• Selection:
These problems share two properties: they happen on hardware and networks you don't have, and they show up in shapes you didn't predict. Production telemetry is the only way to see them at scale.

Why mobile observability is different

You can't take a backend tracing setup and bolt it onto an Android app. The constraints are fundamentally different.

Battery. Telemetry export burns power. Every wakeup, every radio cycle, every gzip pass costs milliamp-hours. A naive instrumentation that exports a span per UI event will tank your battery review scores faster than any feature regression. You need batching, compression, and sampling that respect the device.

Unreliable connectivity. A backend service can assume the network is there. A phone in an elevator cannot. Spans need to buffer locally, retry on backoff, and survive an offline period that might last hours.

Background kills. The OS can SIGKILL your process at any moment to reclaim memory. If your in-memory span buffer hasn't flushed to disk, those spans are gone. The instrumentation has to treat process death as a normal event, not an exception.

Release cycles. You can't hot-fix a mobile app. A bad instrumentation build ships to the Play Store and stays there until the next review cycle. Anything you wire in needs to fail safely. A broken collector endpoint must never crash the app or block the UI thread.

These constraints shape the OpenTelemetry Android SDK in ways that are worth understanding before you start adding code.

Setting it up

The OpenTelemetry Android Agent (v1.3.0 at the time of writing) is built on top of the OpenTelemetry Java SDK and packages the mobile-specific instrumentations as a single artifact. Add the BOM and the agent to your app module:

// app/build.gradle.kts
dependencies {
// Only `android-agent`, `agent-api`, and `session` are stable in the
// 1.3 line; the BOM and instrumentation modules are still alpha.
implementation(platform("io.opentelemetry.android:opentelemetry-android-bom:1.3.0-alpha"))
implementation("io.opentelemetry.android:android-agent")

// Most apps will want OkHttp tracing. It lives under the
// `instrumentation` group id.
implementation("io.opentelemetry.android.instrumentation:okhttp3-library")

// For DEPLOYMENT_ENVIRONMENT_NAME and other incubating semconv constants.
implementation("io.opentelemetry.semconv:opentelemetry-semconv-incubating")
}

Initialize the agent in your Application.onCreate(). This is the only wiring most apps need for the auto-instrumentations to start firing:

class ShopApp : Application() {
lateinit var rum: OpenTelemetryRum
private set

override fun onCreate() {
super.onCreate()
rum = OpenTelemetryRumInitializer.initialize(
context = this,
configuration = {
httpExport {
// Scout exposes a standard OTLP/HTTP endpoint. Any OTLP-compliant
// backend works the same way.
baseUrl = BuildConfig.OTLP_ENDPOINT
baseHeaders = mapOf(
"Authorization" to "Bearer ${BuildConfig.OTLP_TOKEN}"
)
}
globalAttributes {
Attributes.builder()
.put(ServiceAttributes.SERVICE_NAME, "shopapp-android")

• Given information:
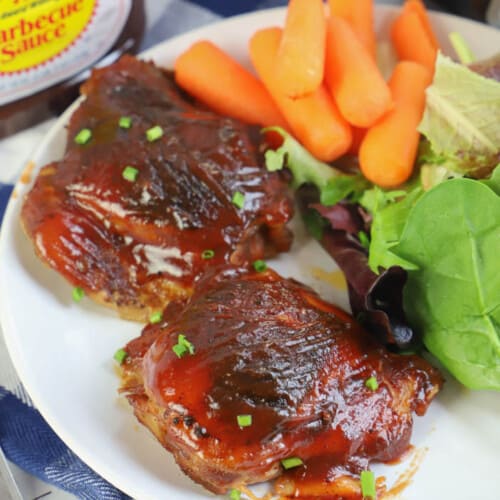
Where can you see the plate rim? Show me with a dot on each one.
(20, 189)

• Description of the task: Return, word for word, the stretch of the mobile observability text that opens with the words containing "These constraints shape" and closes with "are still alpha.". The lines come from a separate source, unrelated to the text.

• Response:
These constraints shape the OpenTelemetry Android SDK in ways that are worth understanding before you start adding code.

Setting it up

The OpenTelemetry Android Agent (v1.3.0 at the time of writing) is built on top of the OpenTelemetry Java SDK and packages the mobile-specific instrumentations as a single artifact. Add the BOM and the agent to your app module:

// app/build.gradle.kts
dependencies {
// Only `android-agent`, `agent-api`, and `session` are stable in the
// 1.3 line; the BOM and instrumentation modules are still alpha.